## DOCUMENT SOURCE
┏━━
A ce jour, une cinquantaine de points ont été sélectionnés (figure 2), et sont ou seront équipés progressivement avant la fin de l’hiver 1994-1995.

Principe de fonctionnement d’un point de rechloration

L’usine principale décide de fixer un taux de chlore déterminé pour chaque site. Cette consigne doit être respectée en permanence quel que soit le débit d’eau transitant dans la canalisation et quel que soit le taux de chlore résiduel amont provenant des chlorations effectuées préalablement sur le réseau. Ce point de consigne est réglable à distance depuis l’usine principale.

Pour effectuer la régulation, un microprocesseur reçoit l’information d’un débitmètre à ultrasons placé sur la canalisation d’eau à traiter et d’un analyseur ampérométrique continu mesurant le chlore résiduel après le point d’injection de chlore (figure 3).

En fonction du débit d’eau à traiter et de l’écart existant entre le point de consigne et la mesure de l’analyseur, le microprocesseur calcule le poids de chlore à injecter. Le dosage précis est réalisé par un ensemble de vannes modulantes de chlore, à ouverture proportionnelle au signal 4-20 mA délivré par le microprocesseur.

Par sa sortie RS 485 (mode J BUS), le microprocesseur dialogue en permanence avec l’usine principale au travers d’une ligne spécialisée et lui indique, entre autres, le débit d’eau à traiter, le point de consigne demandé, le résiduel de chlore mesuré, le taux de chlore résiduel en amont, le poids de chlore délivré. Ce microprocesseur transmet aussi toutes les alarmes : manque de chlore, fuite de chlore, défaut d’inversion de bouteilles, inversion de débit d’eau dans la canalisation, disjonction de pompe, défaut d’analyseur, intrusion, etc.

Les cabines mobiles de rechloration

Les cabines mobiles sont constituées d’une dalle en béton, recouverte d’un tapis caoutchouc et de parois en panneaux sandwich à âme en polyuréthane enserrée dans un cadre en aluminium anodisé. La toiture est en acier laqué avec revêtement extérieur bitumineux coulé à chaud et à finition gravillonnée. Les portes sont équipées de serrures de sécurité, d’une détection anti-intrusion et d’un report d’alarme à l’usine.
┗━━
## CONTENU DES DONNÉES
┏━━
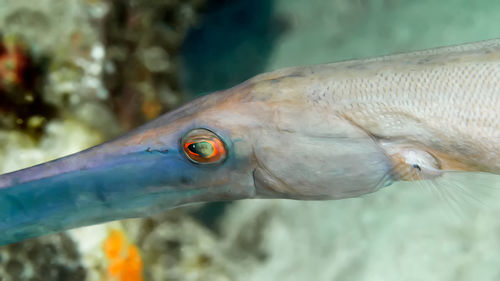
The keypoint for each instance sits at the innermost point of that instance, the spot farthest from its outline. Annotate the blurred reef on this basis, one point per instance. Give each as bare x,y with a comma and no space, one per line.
┗━━
## OBJECTIF VISÉ 1
D'après le document source, quel appareil mesure le chlore résiduel après le point d'injection ?
## OBJECTIF VISÉ 2
Prolongez le document source sur la rechloration du réseau d'eau à partir de sa dernière phrase.

## RÉPONSE 1
Un analyseur ampérométrique continu.

## RÉPONSE 2
[Photo : Vue extérieure d’une cabine de rechloration (doc. CIFEC)]
[Photo : Vue intérieure d’une cabine de rechloration (doc. CIFEC)]

La cabine est séparée en deux compartiments :

• d’un côté, un local contenant quatre bouteilles de chlore, chacune équipée de son chloromètre de sécurité. Le soutirage du chlore est réalisé sur deux bouteilles, les deux autres bouteilles étant en attente. Une inversion automatique d’une rampe à l’autre permet de réaliser une chloration 24 h/24. L’ensemble des canalisations de chlore est en dépression, prévenant ainsi toute fuite de gaz dans l’atmosphère. Ce local de stockage est équipé d’un détecteur de fuites de chlore avec mise en service automatique d’un système déprimogène à eau évitant toute fuite vers l’extérieur. L’alarme de fuite est en outre reportée à distance vers l’usine principale ;

• dans l’autre partie de la cabine, plus spacieuse, sont disposés l’analyseur de chlore (couplé à une installation permettant une mesure colorimétrique de contrôle), les vannes modulantes de chlore, la pompe de surpression, les vannes motorisées de sécurité et l’armoire électrique générale avec le microprocesseur qui gère l’ensemble des automatismes de la station de chloration.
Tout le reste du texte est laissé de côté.